— BEGIN Input data —

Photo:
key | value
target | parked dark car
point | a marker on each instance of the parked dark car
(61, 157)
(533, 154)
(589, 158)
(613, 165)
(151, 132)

— END Input data —

* **What to produce**: Rewrite the data with every occurrence of "parked dark car" changed to "parked black car", leaving everything else unchanged.

* **Output for this exercise**:
Photo:
key | value
target | parked black car
point | a marker on each instance of the parked black car
(61, 157)
(533, 154)
(589, 158)
(613, 165)
(151, 132)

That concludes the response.